_Text passage:_
Those living in extreme poverty live “usually in very remote areas and living in extreme want,” the archbishop said. “Without roads and electricity, access to education, health care, safe water and other critical services remains uncertain for these people.”

The U.N.’s 2030 Agenda for Sustainable Development places the eradication of extreme poverty as its top priority, placing it in the context of a global environmental crisis.

“For too long, development has been understood in terms of ever greater economic growth and wealth accumulation, oftentimes at the expense of the environment and of human life itself,” Archbishop Auza said. “This concept of development has fueled an unrestrained quest for the biggest profit margin and has driven the exploitation of peoples and an assault on our common home. Such a model of development is not what we need to eradicate poverty.”

The Vatican supports the U.N.’s sustainable development agenda, according to Archbishop Auza, and its call for a “new paradigm” for development, which “must start with the core principle of the dignity of each human person and must recognize that extreme poverty is primarily a denial of that dignity.”

He reminded the committee of Pope Francis’ Sept. 25 remarks at the U.N., in which he said, “Above and beyond our plans and programs, we are dealing with real men and women who live, struggle and suffer, and are often forced to live in great poverty, deprived of all rights.”

The human dignity of the poor, the nuncio said, requires that they be allowed “to shape their own development.”

“Exclusion,” Archbishop Auza said, “is a denial of human dignity and the main cause of extreme poverty. One of the most damaging forms of exclusion has been the exclusion of women and girls in the area of education, a form of exclusion that is particularly harmful in a world where knowledge is the key to economic success and to a dignified life.”

_Task list:_
A – Translate this sentence from the passage on the archbishop's remarks about poverty into Spanish: "The human dignity of the poor, the nuncio said, requires that they be allowed “to shape their own development.”"
B – In the passage on the archbishop's remarks about poverty, edit the part starting at "The U.N.’s 2030" and ending at "global environmental crisis." so that "top priority" is replaced by "central goal".

_Recorded information:_
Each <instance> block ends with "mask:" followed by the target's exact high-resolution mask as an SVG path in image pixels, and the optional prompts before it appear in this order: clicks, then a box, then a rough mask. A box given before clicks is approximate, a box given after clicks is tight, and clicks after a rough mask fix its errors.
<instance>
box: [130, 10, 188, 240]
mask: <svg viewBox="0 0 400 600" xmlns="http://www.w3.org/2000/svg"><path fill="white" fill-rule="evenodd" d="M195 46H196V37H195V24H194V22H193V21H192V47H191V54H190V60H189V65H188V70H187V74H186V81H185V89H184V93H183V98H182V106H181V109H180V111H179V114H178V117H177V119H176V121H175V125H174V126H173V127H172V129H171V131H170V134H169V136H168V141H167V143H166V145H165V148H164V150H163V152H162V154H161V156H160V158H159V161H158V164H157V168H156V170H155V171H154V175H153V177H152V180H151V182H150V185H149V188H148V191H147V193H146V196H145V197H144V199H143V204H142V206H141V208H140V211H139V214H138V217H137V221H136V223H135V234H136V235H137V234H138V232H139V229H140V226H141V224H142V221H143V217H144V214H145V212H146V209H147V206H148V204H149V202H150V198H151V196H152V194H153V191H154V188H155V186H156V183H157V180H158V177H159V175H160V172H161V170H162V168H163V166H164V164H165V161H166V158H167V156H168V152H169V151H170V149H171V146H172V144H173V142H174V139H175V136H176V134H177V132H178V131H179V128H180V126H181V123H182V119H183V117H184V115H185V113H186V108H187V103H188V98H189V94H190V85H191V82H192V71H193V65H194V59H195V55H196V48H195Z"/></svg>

_Answers for the exercise:_
A – La dignidad humana de los pobres, dijo el nuncio, exige que se les permita «forjar su propio desarrollo».

B –
The U.N.’s 2030 Agenda for Sustainable Development places the eradication of extreme poverty as its central goal, placing it in the context of a global environmental crisis.